=== Records for the task ===
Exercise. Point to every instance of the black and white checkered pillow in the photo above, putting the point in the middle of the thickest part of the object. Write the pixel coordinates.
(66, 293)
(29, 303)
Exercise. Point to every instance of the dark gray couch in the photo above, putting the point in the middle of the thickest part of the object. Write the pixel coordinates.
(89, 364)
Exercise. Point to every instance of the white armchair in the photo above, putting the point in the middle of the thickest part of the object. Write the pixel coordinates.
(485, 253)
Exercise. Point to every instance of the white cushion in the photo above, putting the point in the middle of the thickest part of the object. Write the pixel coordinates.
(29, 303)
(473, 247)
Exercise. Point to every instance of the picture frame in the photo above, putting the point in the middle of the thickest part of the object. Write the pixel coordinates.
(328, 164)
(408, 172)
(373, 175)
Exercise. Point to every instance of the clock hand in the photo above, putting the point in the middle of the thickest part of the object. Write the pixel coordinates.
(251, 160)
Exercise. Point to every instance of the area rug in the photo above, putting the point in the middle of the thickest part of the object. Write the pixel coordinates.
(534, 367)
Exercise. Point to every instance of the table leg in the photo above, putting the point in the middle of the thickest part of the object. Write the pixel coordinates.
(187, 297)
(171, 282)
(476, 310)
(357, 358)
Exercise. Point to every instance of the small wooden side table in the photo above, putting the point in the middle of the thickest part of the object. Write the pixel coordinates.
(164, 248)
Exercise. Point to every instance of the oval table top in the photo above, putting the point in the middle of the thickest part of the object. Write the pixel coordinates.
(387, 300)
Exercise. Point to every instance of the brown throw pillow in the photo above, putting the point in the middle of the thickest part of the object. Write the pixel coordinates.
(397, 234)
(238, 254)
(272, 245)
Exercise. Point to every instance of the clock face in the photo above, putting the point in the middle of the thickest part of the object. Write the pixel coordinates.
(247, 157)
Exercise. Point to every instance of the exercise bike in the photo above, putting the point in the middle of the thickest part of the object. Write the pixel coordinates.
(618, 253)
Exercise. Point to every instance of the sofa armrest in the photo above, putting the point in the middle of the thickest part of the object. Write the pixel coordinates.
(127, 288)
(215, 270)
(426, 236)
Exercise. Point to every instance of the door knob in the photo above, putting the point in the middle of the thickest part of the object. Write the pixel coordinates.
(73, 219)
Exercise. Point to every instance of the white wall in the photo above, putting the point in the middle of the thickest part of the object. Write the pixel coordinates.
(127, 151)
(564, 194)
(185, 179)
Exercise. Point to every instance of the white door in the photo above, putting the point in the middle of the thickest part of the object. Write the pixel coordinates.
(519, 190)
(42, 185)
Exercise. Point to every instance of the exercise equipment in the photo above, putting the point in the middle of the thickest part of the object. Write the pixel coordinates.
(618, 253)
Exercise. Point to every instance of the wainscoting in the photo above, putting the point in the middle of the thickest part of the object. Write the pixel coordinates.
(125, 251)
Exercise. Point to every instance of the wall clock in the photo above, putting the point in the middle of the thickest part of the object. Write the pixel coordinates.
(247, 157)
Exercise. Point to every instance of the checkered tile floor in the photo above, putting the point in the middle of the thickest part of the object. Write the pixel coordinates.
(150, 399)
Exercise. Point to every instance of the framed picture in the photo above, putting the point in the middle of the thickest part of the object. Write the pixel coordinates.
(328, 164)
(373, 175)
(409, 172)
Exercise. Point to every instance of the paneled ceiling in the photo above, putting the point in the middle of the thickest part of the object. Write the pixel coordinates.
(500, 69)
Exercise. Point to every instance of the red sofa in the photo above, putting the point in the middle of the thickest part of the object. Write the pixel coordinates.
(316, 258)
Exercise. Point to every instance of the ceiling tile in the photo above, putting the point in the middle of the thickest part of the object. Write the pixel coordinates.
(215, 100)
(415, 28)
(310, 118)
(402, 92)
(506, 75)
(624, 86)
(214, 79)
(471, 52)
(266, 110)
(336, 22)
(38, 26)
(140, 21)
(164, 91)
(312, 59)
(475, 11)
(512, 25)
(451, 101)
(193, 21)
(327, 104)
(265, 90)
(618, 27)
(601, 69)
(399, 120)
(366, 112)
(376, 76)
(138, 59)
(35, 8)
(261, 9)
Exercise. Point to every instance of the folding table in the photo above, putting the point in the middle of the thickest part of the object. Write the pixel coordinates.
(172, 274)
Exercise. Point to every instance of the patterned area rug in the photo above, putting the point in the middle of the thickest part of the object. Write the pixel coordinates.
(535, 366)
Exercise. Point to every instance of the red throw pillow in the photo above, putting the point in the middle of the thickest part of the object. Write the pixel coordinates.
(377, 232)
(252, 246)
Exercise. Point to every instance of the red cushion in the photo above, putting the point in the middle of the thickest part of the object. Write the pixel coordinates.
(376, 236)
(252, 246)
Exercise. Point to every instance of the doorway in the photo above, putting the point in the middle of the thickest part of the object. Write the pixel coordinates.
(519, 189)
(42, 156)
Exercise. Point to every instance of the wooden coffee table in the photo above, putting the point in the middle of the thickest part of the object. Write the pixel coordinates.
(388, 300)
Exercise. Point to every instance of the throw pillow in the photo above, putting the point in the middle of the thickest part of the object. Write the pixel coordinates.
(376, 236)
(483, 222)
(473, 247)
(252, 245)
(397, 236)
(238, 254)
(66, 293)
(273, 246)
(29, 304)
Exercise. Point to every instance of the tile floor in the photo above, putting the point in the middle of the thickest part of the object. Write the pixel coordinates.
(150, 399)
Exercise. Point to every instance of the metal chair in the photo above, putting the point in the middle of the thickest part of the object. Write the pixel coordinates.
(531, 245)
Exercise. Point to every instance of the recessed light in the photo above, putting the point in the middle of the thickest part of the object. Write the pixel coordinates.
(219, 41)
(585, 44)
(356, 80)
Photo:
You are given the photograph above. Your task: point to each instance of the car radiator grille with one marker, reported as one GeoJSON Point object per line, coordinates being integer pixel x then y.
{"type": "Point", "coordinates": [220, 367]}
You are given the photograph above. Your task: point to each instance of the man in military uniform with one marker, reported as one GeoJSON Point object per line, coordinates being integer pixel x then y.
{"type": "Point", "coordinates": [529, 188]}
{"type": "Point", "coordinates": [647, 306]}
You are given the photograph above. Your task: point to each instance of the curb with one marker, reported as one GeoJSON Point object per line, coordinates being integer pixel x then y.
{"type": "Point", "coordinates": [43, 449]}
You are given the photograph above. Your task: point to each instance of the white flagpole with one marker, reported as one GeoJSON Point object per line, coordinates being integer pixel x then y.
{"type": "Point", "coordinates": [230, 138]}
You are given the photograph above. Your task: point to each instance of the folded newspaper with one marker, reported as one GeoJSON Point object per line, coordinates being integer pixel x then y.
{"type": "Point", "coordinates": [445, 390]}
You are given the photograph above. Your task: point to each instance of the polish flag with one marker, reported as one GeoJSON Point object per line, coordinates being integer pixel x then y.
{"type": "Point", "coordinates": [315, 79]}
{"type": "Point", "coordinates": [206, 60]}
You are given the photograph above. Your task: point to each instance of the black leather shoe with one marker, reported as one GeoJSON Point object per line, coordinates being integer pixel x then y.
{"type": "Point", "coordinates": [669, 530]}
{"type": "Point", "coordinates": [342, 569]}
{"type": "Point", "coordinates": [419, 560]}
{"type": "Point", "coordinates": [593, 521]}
===
_Written exercise_
Recopy the entries above in their entirety, exactly.

_Final result_
Exercise. Point to every instance of the black and white checkered pillow in the photo above, putting the point in the middle of the thickest part of the object. Write the pixel coordinates.
(66, 293)
(29, 303)
Exercise. Point to every instance of the dark gray couch in the photo above, putting the point in the middle of the thickest part of the object. Write the pixel coordinates.
(89, 364)
Exercise. Point to every instance of the white armchair in the photo above, putting the point in the middle of the thickest part of the object. Write the pixel coordinates.
(485, 253)
Exercise. Point to every instance of the white cushion in the photo above, putting the point in the middle of the thickest part of the object. Write the pixel coordinates.
(29, 303)
(473, 247)
Exercise. Point to every instance of the picture frame in the photo above, putting the point in the middle of the thickest part of the object. Write the pixel coordinates.
(328, 164)
(408, 172)
(373, 175)
Exercise. Point to every instance of the clock hand in the photo above, putting the point in the middle of the thickest part of the object. Write the pixel coordinates.
(251, 160)
Exercise. Point to every instance of the area rug in the photo above, putting the point in the middle of the thickest part of the object. Write the pixel coordinates.
(534, 367)
Exercise. Point to every instance of the table leg in the photo above, putting the point in the middle of the thickest part of the object. Write the pixel coordinates.
(187, 297)
(171, 282)
(476, 310)
(357, 358)
Exercise. Point to every instance of the small wooden side table in the photo above, putting the point in the middle of the thickest part of the object. Write the pixel coordinates.
(164, 248)
Exercise. Point to every instance of the oval table top in the photo above, putting the point in the middle of the thickest part of the object. Write the pixel coordinates.
(387, 300)
Exercise. Point to every instance of the brown throw pillow in the photo above, putting the point in the middle of the thickest part of the object. Write the pixel coordinates.
(397, 234)
(238, 254)
(272, 245)
Exercise. Point to every instance of the clock face in the photo above, putting the point in the middle of the thickest part of the object. Write the pixel coordinates.
(247, 157)
Exercise. Point to every instance of the exercise bike in the photo above, putting the point in the middle of the thickest part of the object. Write the pixel coordinates.
(618, 253)
Exercise. Point to every instance of the sofa armrest in the photo above, putting the point in the middle of the thickest part of the object. Write the pixel coordinates.
(127, 288)
(215, 270)
(426, 236)
Exercise. Point to every instance of the door knob in the photo above, putting the point in the middle of the thickest part of the object. Write the pixel coordinates.
(73, 219)
Exercise. Point to every instance of the white wall in the photo above, putting the point in the middle of the thickest part of the object. Write the pixel coordinates.
(127, 151)
(564, 194)
(185, 179)
Exercise. Point to every instance of the white door in the photo above, putting the point in the middle of the thickest part of the object. Write the pixel coordinates.
(519, 190)
(42, 185)
Exercise. Point to every instance of the exercise equipment in the photo above, putting the point in the middle of the thickest part of the object. Write the pixel coordinates.
(618, 253)
Exercise. Point to every instance of the wainscoting in the photo above, putting the point in the middle of the thickest part of the object. Write the pixel coordinates.
(125, 251)
Exercise. Point to every instance of the wall clock in the photo above, putting the point in the middle of the thickest part of the object. Write the pixel coordinates.
(247, 157)
Exercise. Point to every instance of the checkered tile floor in the photo above, putting the point in the middle of the thickest part of the object. Write the pixel coordinates.
(150, 399)
Exercise. Point to every instance of the framed picture in the photo above, putting the point in the middle of the thickest part of the object. Write the pixel coordinates.
(328, 164)
(373, 175)
(409, 172)
Exercise. Point to every instance of the paneled ceiling in the photo above, putting the point in the middle of the thickest part of the object. Write the pixel coordinates.
(500, 69)
Exercise. Point to every instance of the red sofa in the photo above, putting the point in the middle of the thickest part of the object. Write the pixel coordinates.
(316, 258)
Exercise. Point to every instance of the ceiling tile in the photo above, putting the point in the middle of the thickest part of the object. Write the pixel coordinates.
(215, 100)
(415, 28)
(310, 118)
(402, 92)
(506, 75)
(624, 86)
(214, 79)
(471, 52)
(266, 110)
(336, 22)
(38, 26)
(140, 21)
(164, 91)
(312, 59)
(475, 11)
(512, 25)
(451, 101)
(193, 21)
(327, 104)
(265, 90)
(618, 27)
(601, 69)
(399, 120)
(366, 112)
(376, 76)
(138, 59)
(35, 8)
(261, 9)
Exercise. Point to every instance of the folding table in the photo above, putting the point in the middle of the thickest part of the object. Write the pixel coordinates.
(172, 274)
Exercise. Point to every instance of the patterned area rug in the photo above, putting the point in the middle of the thickest part of the object. Write the pixel coordinates.
(535, 366)
Exercise. Point to every instance of the red throw pillow in the photo above, putting the point in the middle of the thickest part of the object. Write the pixel coordinates.
(377, 232)
(252, 246)
Exercise. Point to every instance of the red cushion in the photo above, putting the point in the middle of the thickest part of the object. Write the pixel coordinates.
(376, 236)
(252, 246)
Exercise. Point to every instance of the doorway in the photo above, putting the point in the middle of the thickest part of the object. Write the pixel coordinates.
(519, 189)
(42, 156)
Exercise. Point to every instance of the wooden coffee table in the photo above, putting the point in the middle of the thickest part of the object. Write the pixel coordinates.
(388, 300)
Exercise. Point to every instance of the throw pillow in the photo above, putting the point in the middle of the thickest part of the object. Write the pixel coordinates.
(376, 236)
(483, 222)
(473, 247)
(252, 245)
(397, 236)
(238, 254)
(66, 293)
(273, 246)
(29, 304)
Exercise. Point to every instance of the tile floor in the photo above, putting the point in the middle of the thickest part of the object. Write the pixel coordinates.
(150, 399)
Exercise. Point to every instance of the metal chair in the photo above, putting the point in the middle of the thickest part of the object. Write the pixel coordinates.
(531, 245)
Exercise. Point to every instance of the recessed light in the photo above, putting the point in the middle of the thickest part of the object. Write the pixel coordinates.
(219, 41)
(585, 44)
(356, 80)
Photo:
You are given the photograph above. Your task: point to each instance of the car radiator grille with one marker, reported as one GeoJSON Point object per line, coordinates being integer pixel x then y.
{"type": "Point", "coordinates": [220, 367]}
You are given the photograph above. Your task: point to each instance of the man in military uniform with one marker, reported as one GeoJSON Point object per line, coordinates being integer pixel x then y.
{"type": "Point", "coordinates": [529, 188]}
{"type": "Point", "coordinates": [647, 306]}
You are given the photograph above. Your task: point to each instance of the curb with one marker, reported as one GeoJSON Point object per line, coordinates being integer pixel x then y.
{"type": "Point", "coordinates": [43, 449]}
You are given the photograph above. Your task: point to each instance of the white flagpole with one marker, reported as one GeoJSON Point object per line, coordinates being integer pixel x then y.
{"type": "Point", "coordinates": [230, 138]}
You are given the photograph above. Your task: point to each instance of the folded newspaper with one marker, reported as one GeoJSON Point object per line, coordinates being integer pixel x then y.
{"type": "Point", "coordinates": [445, 390]}
You are given the photograph above. Your task: point to each instance of the polish flag with one marker, reported as one GeoJSON Point object per line, coordinates being integer pixel x then y.
{"type": "Point", "coordinates": [315, 79]}
{"type": "Point", "coordinates": [206, 60]}
You are given the photograph above. Your task: point to each instance of the black leather shoe with one marker, reported as one GeoJSON Point object per line, coordinates being integer pixel x then y.
{"type": "Point", "coordinates": [669, 530]}
{"type": "Point", "coordinates": [342, 569]}
{"type": "Point", "coordinates": [419, 560]}
{"type": "Point", "coordinates": [593, 521]}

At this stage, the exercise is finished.